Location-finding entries
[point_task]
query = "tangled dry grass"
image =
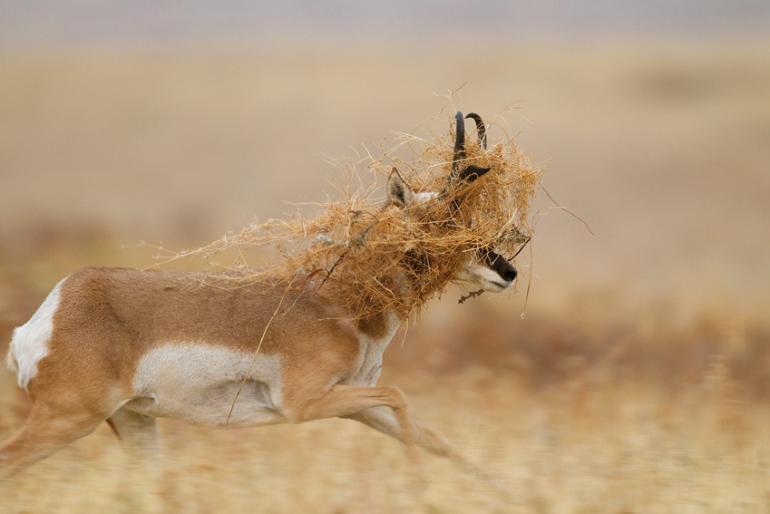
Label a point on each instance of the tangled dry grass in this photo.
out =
(361, 251)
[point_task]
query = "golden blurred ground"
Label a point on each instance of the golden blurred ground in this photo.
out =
(639, 380)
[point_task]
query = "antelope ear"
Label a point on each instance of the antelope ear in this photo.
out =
(399, 191)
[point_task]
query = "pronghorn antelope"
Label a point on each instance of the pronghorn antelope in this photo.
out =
(127, 346)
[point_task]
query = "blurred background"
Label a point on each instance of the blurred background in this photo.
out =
(636, 378)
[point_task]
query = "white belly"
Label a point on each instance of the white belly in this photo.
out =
(208, 385)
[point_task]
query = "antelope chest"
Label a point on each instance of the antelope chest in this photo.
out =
(208, 385)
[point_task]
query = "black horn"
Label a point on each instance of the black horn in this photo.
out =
(459, 154)
(481, 129)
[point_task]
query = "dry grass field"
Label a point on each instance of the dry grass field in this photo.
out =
(639, 379)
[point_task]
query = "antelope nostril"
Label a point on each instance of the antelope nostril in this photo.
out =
(509, 274)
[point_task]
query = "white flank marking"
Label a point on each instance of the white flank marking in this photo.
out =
(30, 341)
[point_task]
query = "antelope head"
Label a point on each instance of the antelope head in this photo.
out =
(485, 270)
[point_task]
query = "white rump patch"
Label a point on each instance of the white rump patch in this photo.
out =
(199, 382)
(30, 341)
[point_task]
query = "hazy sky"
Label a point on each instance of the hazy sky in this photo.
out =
(86, 22)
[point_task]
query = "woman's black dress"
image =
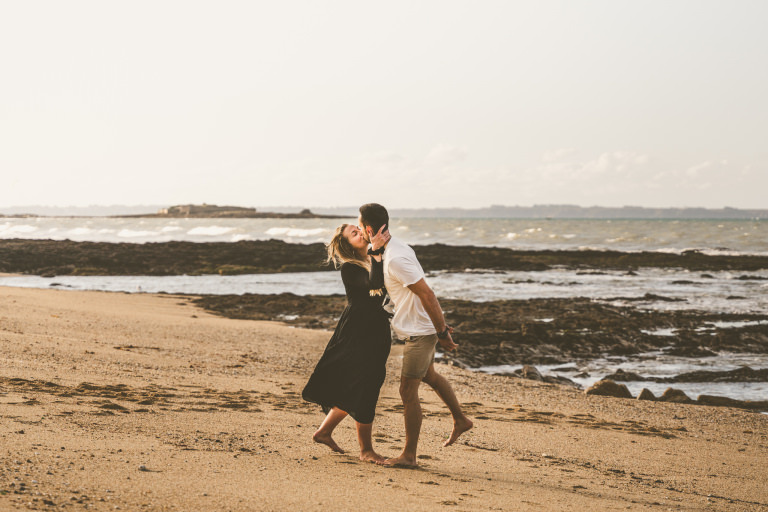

> _TASK PROMPT_:
Gather every line in the entries above that contains the word "blurred", treating case as significant, and copy each such line in full.

> _WRITTEN ANSWER_:
query = "golden blurred ground"
Label a point on each instance of the golden blurred ground in this photo.
query = "blurred background"
Label a point on each instance of the blurred background in this photo.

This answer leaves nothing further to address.